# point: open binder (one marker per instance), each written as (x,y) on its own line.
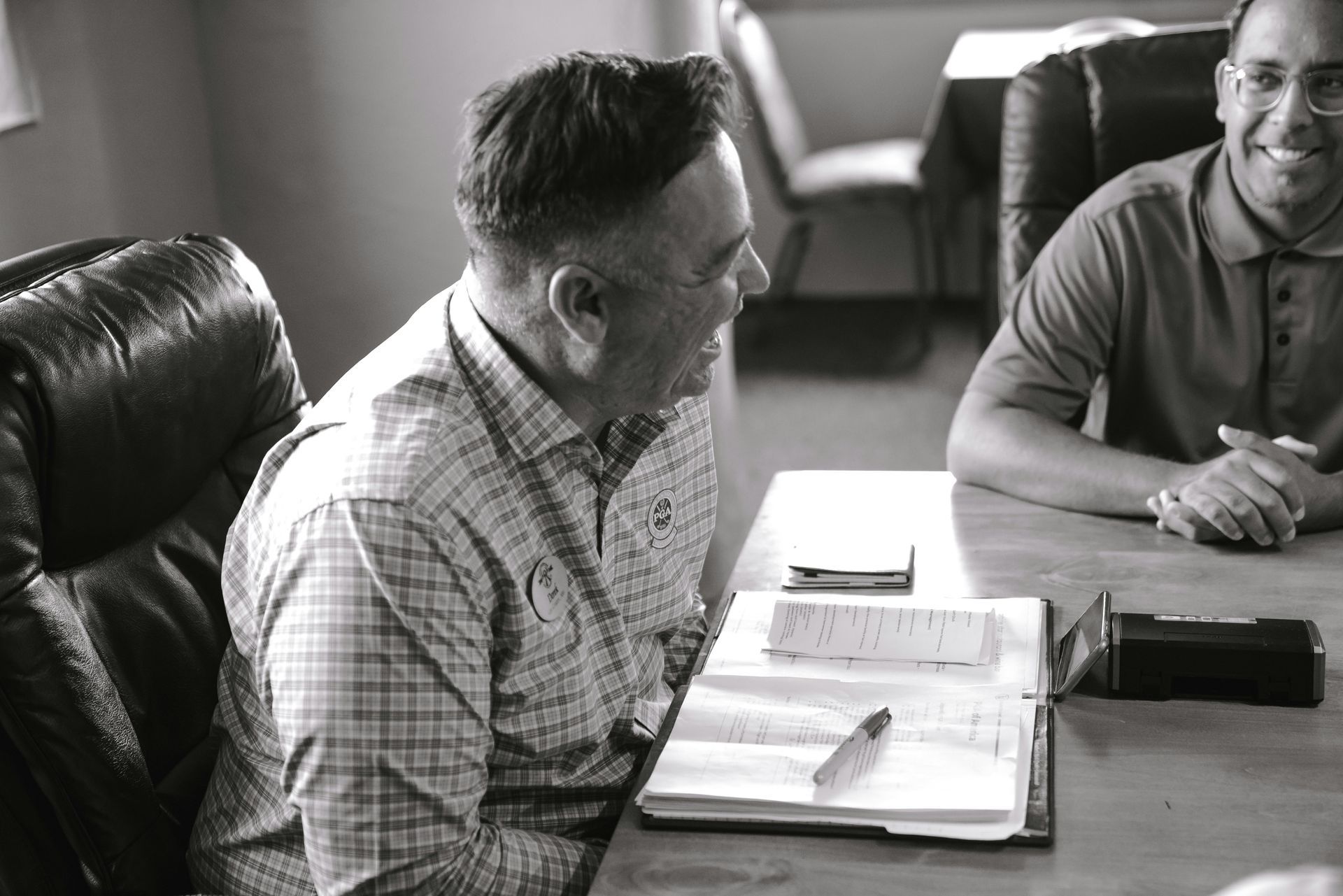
(699,783)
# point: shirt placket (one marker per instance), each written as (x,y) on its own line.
(1287,344)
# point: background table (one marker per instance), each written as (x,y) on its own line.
(1150,797)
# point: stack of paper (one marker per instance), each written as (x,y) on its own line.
(955,760)
(851,564)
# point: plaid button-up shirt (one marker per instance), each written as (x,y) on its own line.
(413,700)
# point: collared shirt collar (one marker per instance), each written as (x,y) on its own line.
(1233,232)
(530,420)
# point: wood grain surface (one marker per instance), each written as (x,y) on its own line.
(1167,798)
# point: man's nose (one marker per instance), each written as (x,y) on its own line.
(754,278)
(1293,109)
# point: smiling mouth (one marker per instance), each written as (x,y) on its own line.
(1286,155)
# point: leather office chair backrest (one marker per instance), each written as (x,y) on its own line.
(140,386)
(1074,120)
(750,50)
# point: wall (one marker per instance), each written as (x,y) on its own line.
(122,145)
(336,127)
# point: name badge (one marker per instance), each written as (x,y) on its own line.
(550,588)
(662,519)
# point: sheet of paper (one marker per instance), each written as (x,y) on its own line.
(978,830)
(883,630)
(741,646)
(743,744)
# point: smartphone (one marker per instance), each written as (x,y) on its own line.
(1084,643)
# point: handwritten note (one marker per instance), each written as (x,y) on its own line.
(883,632)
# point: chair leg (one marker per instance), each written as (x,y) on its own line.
(789,262)
(927,273)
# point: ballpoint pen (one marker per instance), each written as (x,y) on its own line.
(865,731)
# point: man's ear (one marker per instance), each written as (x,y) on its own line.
(581,299)
(1220,81)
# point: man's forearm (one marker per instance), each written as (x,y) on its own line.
(1323,504)
(513,862)
(1032,457)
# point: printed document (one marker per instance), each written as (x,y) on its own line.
(883,630)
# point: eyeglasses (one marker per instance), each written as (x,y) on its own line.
(1261,87)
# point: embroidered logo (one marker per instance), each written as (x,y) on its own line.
(662,519)
(550,588)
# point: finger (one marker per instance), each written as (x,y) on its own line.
(1264,484)
(1252,441)
(1156,507)
(1211,508)
(1281,481)
(1296,446)
(1186,522)
(1191,523)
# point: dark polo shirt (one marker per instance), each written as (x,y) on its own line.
(1163,281)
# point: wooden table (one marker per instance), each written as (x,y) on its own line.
(1165,798)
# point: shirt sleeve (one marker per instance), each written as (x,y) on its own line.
(1061,329)
(683,645)
(376,665)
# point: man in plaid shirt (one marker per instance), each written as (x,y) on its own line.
(462,591)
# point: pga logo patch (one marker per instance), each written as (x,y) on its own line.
(550,588)
(662,518)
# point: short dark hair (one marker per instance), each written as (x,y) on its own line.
(1233,20)
(574,145)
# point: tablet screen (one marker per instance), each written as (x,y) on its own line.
(1084,643)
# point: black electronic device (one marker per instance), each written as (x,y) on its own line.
(1083,646)
(1162,656)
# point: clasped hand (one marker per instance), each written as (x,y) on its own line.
(1255,490)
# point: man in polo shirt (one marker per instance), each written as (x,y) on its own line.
(1208,289)
(462,591)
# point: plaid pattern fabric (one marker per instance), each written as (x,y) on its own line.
(399,713)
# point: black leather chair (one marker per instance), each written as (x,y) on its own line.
(1074,120)
(140,386)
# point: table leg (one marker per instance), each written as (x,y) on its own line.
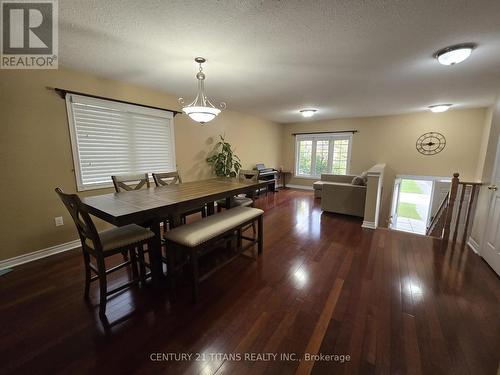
(210,208)
(157,274)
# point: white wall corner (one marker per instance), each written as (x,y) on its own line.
(30,257)
(472,243)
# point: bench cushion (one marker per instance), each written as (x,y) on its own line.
(119,237)
(201,231)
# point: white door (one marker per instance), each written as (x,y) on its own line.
(491,245)
(395,203)
(491,250)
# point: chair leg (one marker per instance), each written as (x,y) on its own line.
(239,239)
(142,262)
(195,274)
(133,263)
(261,234)
(103,287)
(170,252)
(88,274)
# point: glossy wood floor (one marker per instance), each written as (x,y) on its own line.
(393,302)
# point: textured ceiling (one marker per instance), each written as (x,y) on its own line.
(271,58)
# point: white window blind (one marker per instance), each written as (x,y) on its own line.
(111,138)
(322,153)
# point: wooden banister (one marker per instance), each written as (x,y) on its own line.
(436,226)
(451,205)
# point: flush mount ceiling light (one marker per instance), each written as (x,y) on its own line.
(308,112)
(454,54)
(439,107)
(201,109)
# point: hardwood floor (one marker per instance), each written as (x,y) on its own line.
(391,301)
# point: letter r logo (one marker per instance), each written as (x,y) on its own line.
(27,28)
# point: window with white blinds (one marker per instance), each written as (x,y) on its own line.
(322,153)
(111,138)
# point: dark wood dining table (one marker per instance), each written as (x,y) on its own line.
(150,207)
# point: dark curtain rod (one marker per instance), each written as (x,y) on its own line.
(62,93)
(340,131)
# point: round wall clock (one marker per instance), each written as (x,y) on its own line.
(431,143)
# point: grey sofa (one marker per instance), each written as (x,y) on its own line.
(330,179)
(340,196)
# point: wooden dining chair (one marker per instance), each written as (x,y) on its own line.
(128,182)
(241,201)
(100,245)
(171,178)
(167,178)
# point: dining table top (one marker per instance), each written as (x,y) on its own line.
(138,206)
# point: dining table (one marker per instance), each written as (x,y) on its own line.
(152,206)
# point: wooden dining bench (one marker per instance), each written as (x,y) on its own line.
(198,238)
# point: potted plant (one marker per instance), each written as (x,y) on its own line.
(225,163)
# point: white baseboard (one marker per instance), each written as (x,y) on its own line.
(30,257)
(368,224)
(302,187)
(471,242)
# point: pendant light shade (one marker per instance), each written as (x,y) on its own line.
(201,109)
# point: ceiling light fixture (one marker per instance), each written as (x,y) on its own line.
(454,54)
(201,109)
(439,108)
(308,112)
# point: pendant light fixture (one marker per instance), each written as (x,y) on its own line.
(201,109)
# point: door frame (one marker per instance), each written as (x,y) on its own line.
(493,178)
(414,177)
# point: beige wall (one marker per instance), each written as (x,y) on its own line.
(35,151)
(491,136)
(391,140)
**********
Without the pictures, write out the whole listing above exactly as it appears.

# point: open binder (one marker per instance), each written as (x,y) on its own line.
(699,783)
# point: shirt placket (one marker per instance), each written as (x,y) on its own line.
(1287,344)
# point: background table (one marker per instance), each written as (x,y) on its own line.
(1150,797)
# point: stack of paper (one marker per instance), each written as (x,y) on its own line.
(955,760)
(851,564)
# point: plaid button-up shirt (one marker per instance), each written as (x,y) on its own line.
(413,700)
# point: collared shirt collar (one marker per instance), each written as (x,y) on its own line.
(1233,232)
(530,420)
# point: wood grain surface (one marker per instance), each written as (x,y) on its own line.
(1167,798)
# point: man's nose (one marker per instance), each written as (x,y) on its own line.
(754,278)
(1293,109)
# point: smiling mouth (one marker per instance), each written as (x,y) on its own line.
(1286,155)
# point: leather office chair backrest (one marker per instance), each written as (x,y) on its own line.
(140,386)
(1074,120)
(750,50)
# point: wall (one marker per instance), each written as (x,y) on its own line.
(122,145)
(336,127)
# point: name badge (one marker per instance), each written as (x,y) on its own line.
(550,588)
(662,519)
# point: sheet of paper (one marker per instance), each written as (x,y) on its own line.
(978,830)
(883,630)
(741,646)
(743,744)
# point: smartphone (one marker per instance), each written as (x,y) on its own line.
(1084,643)
# point: handwritten note (one marker per instance), each written as (x,y) on its own line.
(883,632)
# point: chair leg (one marker per instance), each written as (x,y) on its own line.
(789,262)
(927,273)
# point: ballpoint pen (one marker per instance), each written as (x,y) on its own line.
(865,731)
# point: man's ear (one marker per instance), each written as (x,y) on its own line.
(581,299)
(1220,81)
# point: man's forearm (one marker per instance), each written as (x,y) on its own line.
(1323,504)
(513,862)
(1032,457)
# point: printed document (one marker per instance), each written as (x,y) on its own line.
(883,630)
# point: eyeglasses (one marker per instance), each written as (x,y) on its own line.
(1261,87)
# point: embroidered logo (one marker per instance), each written as (x,y) on its own line.
(662,519)
(550,588)
# point: finger (one marker per instance), each written as (x,y) on its own line.
(1264,484)
(1252,441)
(1156,507)
(1211,508)
(1281,481)
(1296,446)
(1186,522)
(1191,523)
# point: dark polo shirt (one marker per instance), each written as (x,y) on its own line.
(1163,281)
# point: wooden table (one marker per instance), each written as (x,y) on its own line.
(1165,798)
# point: shirt sleeve (one marker per instance), each written as (x,y) on its own line.
(1061,329)
(683,645)
(376,665)
# point: man in plaid shirt (one marker per instance), each written as (x,y) on its own line.
(462,591)
# point: pga logo patch (one marker per instance), each written as (x,y) on its own line.
(550,588)
(662,518)
# point: short dark hair (one marker per instance), each written as (x,y) on its own line.
(1233,20)
(574,145)
# point: tablet screen (one marker per instance), each written as (x,y) on its own line.
(1084,643)
# point: black electronic device (one marker per instance), each written as (x,y) on its own line.
(1083,646)
(1162,656)
# point: clasped hand (one marker per instance), each written as (x,y) on its own line.
(1255,490)
# point: man in polo shirt (one marker per instance), each written as (x,y) on its own line.
(1208,289)
(462,591)
# point: plaid pattern fabric (one marker per instance), each written as (x,y) on its own line.
(399,713)
# point: black leather chair (one marker per instance), each written as (x,y) on its own line.
(1074,120)
(140,386)
# point: table leg (one marker per instance), each written as (x,y) on its own line.
(210,208)
(157,274)
# point: white wall corner (one marker per instance), each written as (x,y) on its own line.
(30,257)
(472,243)
# point: bench cushion (one marker per instance), each written as (x,y) on its own line.
(119,237)
(201,231)
# point: white door (one marker per instance), each written as (x,y) on its own line.
(491,245)
(395,203)
(491,250)
# point: chair leg (one marker per instance), each written as (x,y) on its own line.
(239,239)
(142,262)
(195,274)
(133,263)
(261,234)
(103,287)
(170,252)
(88,274)
# point: glossy wood floor (one marker per instance), each written as (x,y) on its own line.
(393,302)
# point: textured ceiling (one marker per instance), each written as (x,y) on its own line.
(271,58)
# point: white window blind (one marker per instance), each written as (x,y) on its own line.
(111,138)
(322,153)
# point: wooden banister (one marker per instance), each written as (x,y) on its own line.
(436,226)
(451,205)
# point: flush mount ceiling light (one marker per instance), each written as (x,y) on its own line.
(308,112)
(454,54)
(439,107)
(201,109)
# point: hardwood floor (one marker per instance), each written as (x,y) on its own line.
(391,301)
# point: letter r logo (one marker per instance), each written as (x,y) on its own line.
(27,28)
# point: window with white blinds (one marker per instance), each written as (x,y) on its own line.
(322,153)
(111,138)
# point: dark wood dining table (one marker per instance), each written as (x,y) on its own line.
(150,207)
# point: dark curtain rod (one marker per instance), each written as (x,y) on its own line.
(62,93)
(340,131)
# point: round wall clock (one marker per instance), each written as (x,y) on its own line.
(431,143)
# point: grey sofa (one marker per instance), each written as (x,y) on its own line.
(330,179)
(340,196)
# point: wooden dining chair (one marker per instance), each written as (x,y) on its own line.
(128,182)
(241,201)
(100,245)
(171,178)
(167,178)
# point: dining table top (one marker per instance), each written as (x,y) on its own line.
(138,206)
# point: dining table (one marker per instance), each written as (x,y) on its own line.
(152,206)
# point: wooden dining bench (one marker per instance), each written as (x,y) on its own line.
(198,238)
# point: potted plant (one marker per instance), each written as (x,y) on its own line.
(225,163)
# point: white baseboard (one marker per instance), each written as (x,y) on its own line.
(30,257)
(368,224)
(302,187)
(471,242)
# point: pendant light shade (one marker per instance), each written as (x,y) on its own line.
(201,109)
# point: ceiling light fixture (one marker per instance), each written as (x,y) on its own line.
(454,54)
(201,109)
(439,108)
(308,112)
# point: pendant light fixture (one marker per instance), each written as (x,y) on its own line.
(201,109)
# point: door frame (one marker per instance), each written as (x,y) on its own line.
(493,178)
(414,177)
# point: beige wall (one marker per instance), each written as (x,y) on its own line.
(35,151)
(491,136)
(391,140)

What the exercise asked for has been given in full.